What this task involves
Using the Covid and Florida text, answer each question:
1. According to the CDC, what share of people over 65 have updated immunization and boosters?
2. How many days did the Paxlovid course that both spouses finished last?
3. At which college did the writer spend the undergraduate years?

Source extract
= Beginning of Section =
This pandemic appears to be far from over as new variants are more immune-evasive and relatively low utilization of treatments like Paxlovid may have played a role in the rising hospitalization rate among seniors. The main culprit, however, is booster deficiency which indicates waning immunity.  If more seniors had their boosters the effect would be minimal.  The whole idea is to be proactive with all vaccines and boosters.  Even if you got sick, there was every good chance you would not end up in the hospital.  According to the CDC, only about a third of those over the age of 65 have updated immunization and boosters which is not very promising, if one is to be proactive. 

During the latter half of December my good luck finally ran out and I weathered the inconvenience of a long siege of Covid, testing positive for well over a week with a stuffy head, a hacking cough, and a constantly running nose.  I have no idea how or where I picked up the virus, but I was not over concerned.  I know many who have dealt with Covid to one degree or another, and I figured that even if I was positive, knowing I was vaccinated and fully boosted reassured me that I would weather this siege.  Then, a few days after I tested positive, my wife did too.  Her case was relatively mild compared to mine, but we kept our distance with me sequestered in the downstairs den with the TV and my books, and SallyAnn remained in our upstairs bedroom and studio (also with a TV and all of her projects close at hand).  We read and watched movies and we both completed the five-day Paxlovid cocktail and gradually saw improvement in our conditions.  That said, this year’s Christmas celebration was a complete wash as plans to gather with family and friends were cancelled, or at least postponed, until everyone was healthy again.

And now we are both finally testing negative for a few days, and we have left the chilly and damp north behind us, traveling to warmer climes . . . a small casita in the vicinity of Micanopy, about a half hour south of Gainesville, Florida which has long been our base of operations during visits to the Sunshine State.  Florida has always been a big part of my life having vacationed here for decades and having spent my undergraduate college years at Florida Southern College, if for no other reason that I was quickly growing tired of those tedious Midwestern winters.   It was here I met my wife of 48 years, a native Florida gal.  Many of us, including my younger self, think of Florida as a place of sun and fun, a place to escape to when life elsewhere in America has grown old and tiresome. Yet for the natives, Florida can become just as old and tiresome . . . just a place to be.  “Florida is a transient state in which too many rootless people dare nothing for the past nor this state’s future.” write Floridian writer Randy Wayne White in his novel Ten Thousand Island (2000).  “Florida is a vacation destination or a retirement place, as temporary as time spent in a bus station . . . Like a bus station, Florida attracts con men and predators.  It always has, Florida always will.”
= End of Section =
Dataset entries
= Beginning of Section =
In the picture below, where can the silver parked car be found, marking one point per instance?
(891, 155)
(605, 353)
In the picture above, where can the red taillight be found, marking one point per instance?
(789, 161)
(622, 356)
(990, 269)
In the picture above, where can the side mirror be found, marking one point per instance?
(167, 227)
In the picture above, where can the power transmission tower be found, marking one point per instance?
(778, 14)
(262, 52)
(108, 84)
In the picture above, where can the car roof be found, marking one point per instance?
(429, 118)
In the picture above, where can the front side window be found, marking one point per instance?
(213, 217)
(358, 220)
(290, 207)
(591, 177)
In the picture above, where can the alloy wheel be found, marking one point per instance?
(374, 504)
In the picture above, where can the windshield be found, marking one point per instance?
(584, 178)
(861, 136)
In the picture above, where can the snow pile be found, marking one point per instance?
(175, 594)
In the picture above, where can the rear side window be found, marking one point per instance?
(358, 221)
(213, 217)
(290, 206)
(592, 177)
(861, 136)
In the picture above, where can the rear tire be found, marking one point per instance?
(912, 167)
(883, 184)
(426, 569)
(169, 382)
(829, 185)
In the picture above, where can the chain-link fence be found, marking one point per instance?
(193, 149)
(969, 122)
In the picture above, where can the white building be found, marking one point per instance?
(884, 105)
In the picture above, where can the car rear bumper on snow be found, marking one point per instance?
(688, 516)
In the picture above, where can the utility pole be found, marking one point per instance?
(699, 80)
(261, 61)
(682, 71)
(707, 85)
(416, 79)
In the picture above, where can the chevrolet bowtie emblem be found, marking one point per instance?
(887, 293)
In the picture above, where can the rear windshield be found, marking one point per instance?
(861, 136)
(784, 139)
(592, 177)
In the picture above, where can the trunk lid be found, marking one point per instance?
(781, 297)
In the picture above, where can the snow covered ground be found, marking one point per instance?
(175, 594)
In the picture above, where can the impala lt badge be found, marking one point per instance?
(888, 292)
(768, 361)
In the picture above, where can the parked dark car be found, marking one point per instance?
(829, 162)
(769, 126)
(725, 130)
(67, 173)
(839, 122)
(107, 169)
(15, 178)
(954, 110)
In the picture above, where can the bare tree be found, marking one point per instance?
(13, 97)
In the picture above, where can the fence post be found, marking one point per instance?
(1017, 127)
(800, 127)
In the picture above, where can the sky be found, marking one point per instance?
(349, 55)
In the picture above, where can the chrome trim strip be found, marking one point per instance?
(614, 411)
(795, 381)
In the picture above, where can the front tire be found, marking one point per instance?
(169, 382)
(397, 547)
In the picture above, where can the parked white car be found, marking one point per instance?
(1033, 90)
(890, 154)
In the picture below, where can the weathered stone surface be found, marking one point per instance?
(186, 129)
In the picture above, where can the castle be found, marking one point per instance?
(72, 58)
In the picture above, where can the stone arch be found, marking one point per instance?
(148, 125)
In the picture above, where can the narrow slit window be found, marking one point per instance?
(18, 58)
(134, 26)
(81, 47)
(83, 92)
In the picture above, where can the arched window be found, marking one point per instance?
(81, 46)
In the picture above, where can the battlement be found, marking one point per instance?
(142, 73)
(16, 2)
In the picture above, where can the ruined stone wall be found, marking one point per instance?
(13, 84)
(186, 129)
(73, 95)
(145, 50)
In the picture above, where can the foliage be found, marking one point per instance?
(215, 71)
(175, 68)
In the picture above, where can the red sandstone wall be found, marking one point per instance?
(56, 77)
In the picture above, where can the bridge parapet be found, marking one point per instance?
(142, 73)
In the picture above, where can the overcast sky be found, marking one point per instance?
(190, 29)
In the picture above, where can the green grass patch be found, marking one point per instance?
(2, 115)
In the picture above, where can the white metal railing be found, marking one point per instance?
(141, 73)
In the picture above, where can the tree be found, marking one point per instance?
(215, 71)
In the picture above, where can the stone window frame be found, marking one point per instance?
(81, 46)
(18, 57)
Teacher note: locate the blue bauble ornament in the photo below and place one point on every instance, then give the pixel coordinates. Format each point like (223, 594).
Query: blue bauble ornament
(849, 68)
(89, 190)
= End of Section =
= Beginning of Section =
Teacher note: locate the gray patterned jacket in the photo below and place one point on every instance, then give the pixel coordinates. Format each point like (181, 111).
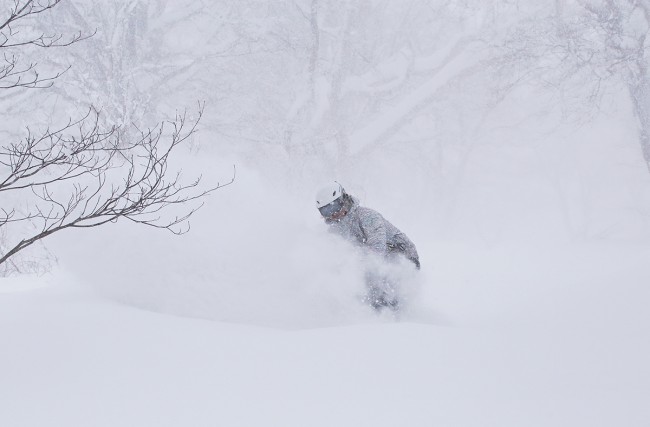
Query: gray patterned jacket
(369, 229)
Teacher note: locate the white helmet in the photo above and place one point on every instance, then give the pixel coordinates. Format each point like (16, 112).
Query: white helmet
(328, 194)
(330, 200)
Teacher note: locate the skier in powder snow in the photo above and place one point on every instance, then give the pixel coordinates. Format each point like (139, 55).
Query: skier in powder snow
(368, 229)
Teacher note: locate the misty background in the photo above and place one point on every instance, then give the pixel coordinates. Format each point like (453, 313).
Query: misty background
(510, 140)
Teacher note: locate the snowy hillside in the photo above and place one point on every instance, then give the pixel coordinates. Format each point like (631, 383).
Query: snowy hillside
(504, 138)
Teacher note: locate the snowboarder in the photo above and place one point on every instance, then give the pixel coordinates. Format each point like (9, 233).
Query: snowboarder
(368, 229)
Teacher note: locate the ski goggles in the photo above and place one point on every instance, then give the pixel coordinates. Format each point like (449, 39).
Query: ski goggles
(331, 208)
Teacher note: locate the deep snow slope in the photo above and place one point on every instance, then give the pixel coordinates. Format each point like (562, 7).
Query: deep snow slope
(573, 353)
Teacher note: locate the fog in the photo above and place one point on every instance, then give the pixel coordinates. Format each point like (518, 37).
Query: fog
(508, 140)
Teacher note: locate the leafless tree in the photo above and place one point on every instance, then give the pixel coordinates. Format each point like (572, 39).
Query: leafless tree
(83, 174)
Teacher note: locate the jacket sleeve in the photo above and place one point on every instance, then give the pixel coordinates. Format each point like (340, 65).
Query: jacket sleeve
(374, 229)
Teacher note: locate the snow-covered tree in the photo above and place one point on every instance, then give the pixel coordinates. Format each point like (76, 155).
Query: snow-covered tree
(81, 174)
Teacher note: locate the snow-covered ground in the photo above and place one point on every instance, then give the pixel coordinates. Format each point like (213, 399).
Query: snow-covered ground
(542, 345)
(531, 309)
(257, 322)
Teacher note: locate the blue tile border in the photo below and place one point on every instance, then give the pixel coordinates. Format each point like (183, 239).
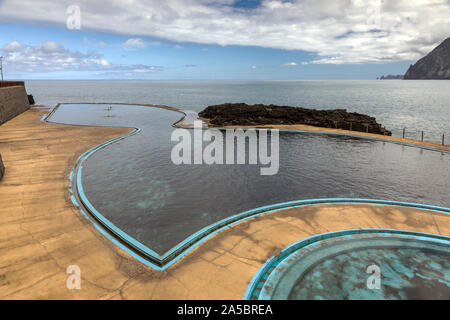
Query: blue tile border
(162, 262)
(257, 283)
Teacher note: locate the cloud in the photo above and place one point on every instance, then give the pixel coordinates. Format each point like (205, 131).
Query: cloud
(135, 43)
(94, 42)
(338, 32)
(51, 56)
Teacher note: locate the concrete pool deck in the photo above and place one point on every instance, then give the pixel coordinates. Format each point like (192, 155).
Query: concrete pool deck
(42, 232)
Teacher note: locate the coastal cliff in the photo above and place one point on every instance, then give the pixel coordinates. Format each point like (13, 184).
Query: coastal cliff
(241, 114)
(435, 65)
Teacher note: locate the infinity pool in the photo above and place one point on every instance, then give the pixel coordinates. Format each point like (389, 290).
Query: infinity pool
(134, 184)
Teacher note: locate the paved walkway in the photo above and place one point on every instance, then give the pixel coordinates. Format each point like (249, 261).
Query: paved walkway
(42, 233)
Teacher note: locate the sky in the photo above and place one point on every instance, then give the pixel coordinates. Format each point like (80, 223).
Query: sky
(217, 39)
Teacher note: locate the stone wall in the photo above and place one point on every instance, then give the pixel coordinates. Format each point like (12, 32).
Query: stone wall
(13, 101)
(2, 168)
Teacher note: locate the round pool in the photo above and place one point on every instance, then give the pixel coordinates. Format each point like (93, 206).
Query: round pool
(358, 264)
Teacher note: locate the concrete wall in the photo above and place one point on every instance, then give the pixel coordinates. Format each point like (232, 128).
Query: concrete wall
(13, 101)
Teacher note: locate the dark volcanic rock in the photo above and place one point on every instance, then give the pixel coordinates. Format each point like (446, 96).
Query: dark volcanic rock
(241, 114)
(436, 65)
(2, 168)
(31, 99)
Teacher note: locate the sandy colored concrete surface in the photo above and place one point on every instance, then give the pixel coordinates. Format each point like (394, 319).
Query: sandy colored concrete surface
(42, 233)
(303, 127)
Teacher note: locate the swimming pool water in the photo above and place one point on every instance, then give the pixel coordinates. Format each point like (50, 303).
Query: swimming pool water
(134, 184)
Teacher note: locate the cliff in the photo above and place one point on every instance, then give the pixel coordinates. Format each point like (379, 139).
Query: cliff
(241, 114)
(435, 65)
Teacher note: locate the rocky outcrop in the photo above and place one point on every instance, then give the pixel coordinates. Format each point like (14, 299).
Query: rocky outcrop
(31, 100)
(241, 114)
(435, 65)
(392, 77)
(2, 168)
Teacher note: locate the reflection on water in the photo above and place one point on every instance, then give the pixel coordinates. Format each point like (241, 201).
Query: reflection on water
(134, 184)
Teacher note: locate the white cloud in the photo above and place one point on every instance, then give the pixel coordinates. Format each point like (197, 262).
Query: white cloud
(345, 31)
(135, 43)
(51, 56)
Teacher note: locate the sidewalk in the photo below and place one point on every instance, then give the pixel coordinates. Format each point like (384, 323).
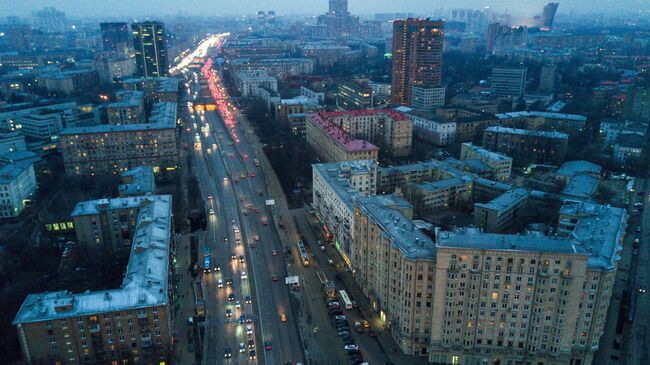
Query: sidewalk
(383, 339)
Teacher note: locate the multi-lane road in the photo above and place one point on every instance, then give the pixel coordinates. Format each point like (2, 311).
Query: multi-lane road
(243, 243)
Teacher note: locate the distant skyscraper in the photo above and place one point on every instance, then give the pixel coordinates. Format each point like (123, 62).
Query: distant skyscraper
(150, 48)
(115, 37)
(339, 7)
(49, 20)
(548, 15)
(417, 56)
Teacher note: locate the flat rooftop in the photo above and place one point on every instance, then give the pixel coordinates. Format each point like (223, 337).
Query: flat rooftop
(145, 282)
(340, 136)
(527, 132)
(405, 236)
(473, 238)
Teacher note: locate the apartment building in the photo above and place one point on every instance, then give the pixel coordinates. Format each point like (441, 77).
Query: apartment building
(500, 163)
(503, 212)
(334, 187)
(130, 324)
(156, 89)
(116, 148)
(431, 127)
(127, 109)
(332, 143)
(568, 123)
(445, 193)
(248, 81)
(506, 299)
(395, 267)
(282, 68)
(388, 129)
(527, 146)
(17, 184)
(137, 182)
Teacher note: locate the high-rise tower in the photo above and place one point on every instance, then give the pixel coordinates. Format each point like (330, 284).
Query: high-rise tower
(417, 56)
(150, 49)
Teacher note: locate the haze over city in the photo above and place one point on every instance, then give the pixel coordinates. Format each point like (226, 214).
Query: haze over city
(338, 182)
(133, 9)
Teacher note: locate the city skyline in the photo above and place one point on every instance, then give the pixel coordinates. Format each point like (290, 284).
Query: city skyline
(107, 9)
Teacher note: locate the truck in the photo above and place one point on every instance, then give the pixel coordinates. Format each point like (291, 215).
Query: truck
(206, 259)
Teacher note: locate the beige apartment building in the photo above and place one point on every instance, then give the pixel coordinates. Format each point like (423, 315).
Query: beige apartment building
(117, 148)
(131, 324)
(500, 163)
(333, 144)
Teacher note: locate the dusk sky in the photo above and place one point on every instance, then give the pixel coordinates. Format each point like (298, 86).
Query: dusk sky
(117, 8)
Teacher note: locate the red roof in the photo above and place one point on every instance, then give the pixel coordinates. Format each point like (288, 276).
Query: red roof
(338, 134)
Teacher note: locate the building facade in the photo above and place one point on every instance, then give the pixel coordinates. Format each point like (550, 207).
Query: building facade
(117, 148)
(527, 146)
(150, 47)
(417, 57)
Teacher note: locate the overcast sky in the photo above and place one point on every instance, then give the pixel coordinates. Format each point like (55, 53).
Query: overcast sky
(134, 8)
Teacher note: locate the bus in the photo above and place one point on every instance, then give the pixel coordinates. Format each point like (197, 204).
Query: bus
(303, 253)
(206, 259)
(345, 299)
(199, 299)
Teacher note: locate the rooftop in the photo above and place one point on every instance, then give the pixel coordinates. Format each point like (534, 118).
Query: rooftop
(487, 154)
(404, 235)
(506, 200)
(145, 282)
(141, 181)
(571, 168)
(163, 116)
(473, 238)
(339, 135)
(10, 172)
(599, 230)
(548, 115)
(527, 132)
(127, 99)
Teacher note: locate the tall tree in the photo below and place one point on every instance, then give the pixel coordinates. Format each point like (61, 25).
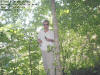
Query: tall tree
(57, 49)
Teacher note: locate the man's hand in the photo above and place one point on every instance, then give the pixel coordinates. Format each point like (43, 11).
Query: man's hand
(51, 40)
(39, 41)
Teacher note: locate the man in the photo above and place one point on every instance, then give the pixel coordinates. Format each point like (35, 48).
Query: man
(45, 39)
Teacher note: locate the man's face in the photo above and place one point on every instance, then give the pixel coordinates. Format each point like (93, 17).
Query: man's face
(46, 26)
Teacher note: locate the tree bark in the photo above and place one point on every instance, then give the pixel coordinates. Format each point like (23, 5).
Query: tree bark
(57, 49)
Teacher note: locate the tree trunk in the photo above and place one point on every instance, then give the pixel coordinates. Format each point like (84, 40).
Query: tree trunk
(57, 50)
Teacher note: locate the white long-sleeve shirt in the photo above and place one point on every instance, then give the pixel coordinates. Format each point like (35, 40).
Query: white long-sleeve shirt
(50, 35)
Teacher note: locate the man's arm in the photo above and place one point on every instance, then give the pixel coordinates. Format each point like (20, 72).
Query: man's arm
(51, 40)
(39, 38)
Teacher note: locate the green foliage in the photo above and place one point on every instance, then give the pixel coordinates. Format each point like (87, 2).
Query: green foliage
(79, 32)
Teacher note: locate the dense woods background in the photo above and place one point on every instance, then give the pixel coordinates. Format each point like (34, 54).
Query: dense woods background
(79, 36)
= End of Section =
= Beginning of Section =
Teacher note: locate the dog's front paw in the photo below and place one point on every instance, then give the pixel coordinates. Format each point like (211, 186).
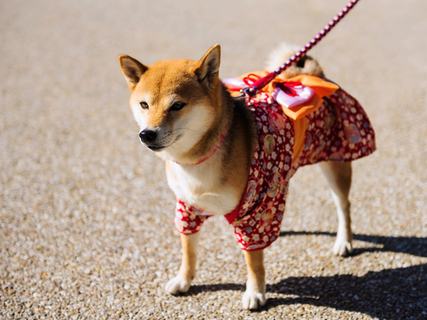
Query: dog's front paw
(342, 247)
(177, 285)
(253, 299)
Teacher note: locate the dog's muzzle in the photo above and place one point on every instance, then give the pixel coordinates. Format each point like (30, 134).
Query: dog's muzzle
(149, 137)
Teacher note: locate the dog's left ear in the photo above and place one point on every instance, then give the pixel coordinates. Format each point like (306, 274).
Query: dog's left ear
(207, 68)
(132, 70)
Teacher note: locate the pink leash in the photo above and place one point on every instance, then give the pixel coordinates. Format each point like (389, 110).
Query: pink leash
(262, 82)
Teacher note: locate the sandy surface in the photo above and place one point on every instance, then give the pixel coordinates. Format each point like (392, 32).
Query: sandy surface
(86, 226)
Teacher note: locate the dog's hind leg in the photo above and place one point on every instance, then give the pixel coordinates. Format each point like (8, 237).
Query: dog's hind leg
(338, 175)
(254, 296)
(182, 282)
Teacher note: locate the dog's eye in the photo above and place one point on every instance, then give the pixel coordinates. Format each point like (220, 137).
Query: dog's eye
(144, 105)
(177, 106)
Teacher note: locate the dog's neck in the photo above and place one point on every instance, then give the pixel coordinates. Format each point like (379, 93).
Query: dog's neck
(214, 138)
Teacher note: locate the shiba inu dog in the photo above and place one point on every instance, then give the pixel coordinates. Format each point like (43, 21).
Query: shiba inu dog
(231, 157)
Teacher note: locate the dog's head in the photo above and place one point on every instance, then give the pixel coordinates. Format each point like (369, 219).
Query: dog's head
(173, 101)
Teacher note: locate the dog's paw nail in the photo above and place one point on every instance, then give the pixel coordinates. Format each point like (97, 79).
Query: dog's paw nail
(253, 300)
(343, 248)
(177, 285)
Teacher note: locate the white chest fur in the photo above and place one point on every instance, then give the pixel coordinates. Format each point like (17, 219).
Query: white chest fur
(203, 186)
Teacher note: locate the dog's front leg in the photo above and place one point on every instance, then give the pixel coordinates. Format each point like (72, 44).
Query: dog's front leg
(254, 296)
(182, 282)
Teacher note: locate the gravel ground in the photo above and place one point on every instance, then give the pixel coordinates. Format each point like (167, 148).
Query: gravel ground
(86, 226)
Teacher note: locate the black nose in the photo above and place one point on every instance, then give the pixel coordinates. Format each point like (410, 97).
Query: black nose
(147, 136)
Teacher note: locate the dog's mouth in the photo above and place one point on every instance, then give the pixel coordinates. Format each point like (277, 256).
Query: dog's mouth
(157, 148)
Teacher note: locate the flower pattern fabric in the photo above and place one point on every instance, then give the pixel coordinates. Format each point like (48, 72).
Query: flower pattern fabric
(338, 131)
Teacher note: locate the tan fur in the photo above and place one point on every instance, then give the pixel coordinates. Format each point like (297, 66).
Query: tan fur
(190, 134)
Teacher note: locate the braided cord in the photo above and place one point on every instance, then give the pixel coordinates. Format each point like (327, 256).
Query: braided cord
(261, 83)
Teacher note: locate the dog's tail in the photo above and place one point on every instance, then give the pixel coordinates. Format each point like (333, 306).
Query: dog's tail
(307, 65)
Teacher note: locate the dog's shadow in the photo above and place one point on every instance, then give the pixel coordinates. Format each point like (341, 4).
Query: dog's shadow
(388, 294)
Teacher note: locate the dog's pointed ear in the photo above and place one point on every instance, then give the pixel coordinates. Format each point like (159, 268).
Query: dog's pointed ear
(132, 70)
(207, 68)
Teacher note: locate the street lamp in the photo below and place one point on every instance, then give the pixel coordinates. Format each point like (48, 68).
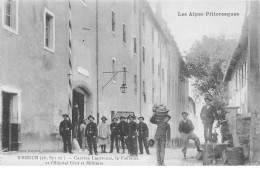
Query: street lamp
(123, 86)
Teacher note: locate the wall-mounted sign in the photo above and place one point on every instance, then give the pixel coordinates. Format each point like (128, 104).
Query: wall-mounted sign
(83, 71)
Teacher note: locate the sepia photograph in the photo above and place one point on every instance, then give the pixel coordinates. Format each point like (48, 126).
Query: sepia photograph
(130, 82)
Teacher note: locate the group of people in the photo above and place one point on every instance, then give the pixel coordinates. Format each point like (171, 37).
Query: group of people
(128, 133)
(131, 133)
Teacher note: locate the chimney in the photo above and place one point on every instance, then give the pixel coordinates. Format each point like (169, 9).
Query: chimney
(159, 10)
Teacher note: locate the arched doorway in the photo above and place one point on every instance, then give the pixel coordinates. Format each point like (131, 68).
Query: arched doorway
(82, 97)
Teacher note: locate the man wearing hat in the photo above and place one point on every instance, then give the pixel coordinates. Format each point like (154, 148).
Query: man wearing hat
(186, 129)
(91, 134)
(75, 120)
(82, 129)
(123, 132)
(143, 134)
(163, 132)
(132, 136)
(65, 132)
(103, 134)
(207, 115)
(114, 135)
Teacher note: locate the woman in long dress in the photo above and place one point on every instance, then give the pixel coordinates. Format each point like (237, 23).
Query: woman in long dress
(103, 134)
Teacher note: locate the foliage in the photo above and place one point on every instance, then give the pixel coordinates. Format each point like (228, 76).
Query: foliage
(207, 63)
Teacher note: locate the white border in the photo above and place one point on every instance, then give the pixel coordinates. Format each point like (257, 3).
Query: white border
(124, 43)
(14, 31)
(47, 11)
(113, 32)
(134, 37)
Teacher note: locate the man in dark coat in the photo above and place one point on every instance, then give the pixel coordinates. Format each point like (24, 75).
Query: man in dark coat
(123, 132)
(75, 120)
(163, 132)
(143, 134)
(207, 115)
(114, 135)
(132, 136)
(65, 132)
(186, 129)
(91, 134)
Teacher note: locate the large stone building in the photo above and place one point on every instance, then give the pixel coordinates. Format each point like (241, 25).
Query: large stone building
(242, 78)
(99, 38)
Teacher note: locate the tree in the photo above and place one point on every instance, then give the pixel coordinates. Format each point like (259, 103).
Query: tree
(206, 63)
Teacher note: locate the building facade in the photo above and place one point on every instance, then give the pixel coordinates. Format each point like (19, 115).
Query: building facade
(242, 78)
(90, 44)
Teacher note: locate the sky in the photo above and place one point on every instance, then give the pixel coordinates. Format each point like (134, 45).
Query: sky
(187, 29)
= End of Section =
Output of the exercise
1. About a third
2. Five days
3. Florida Southern College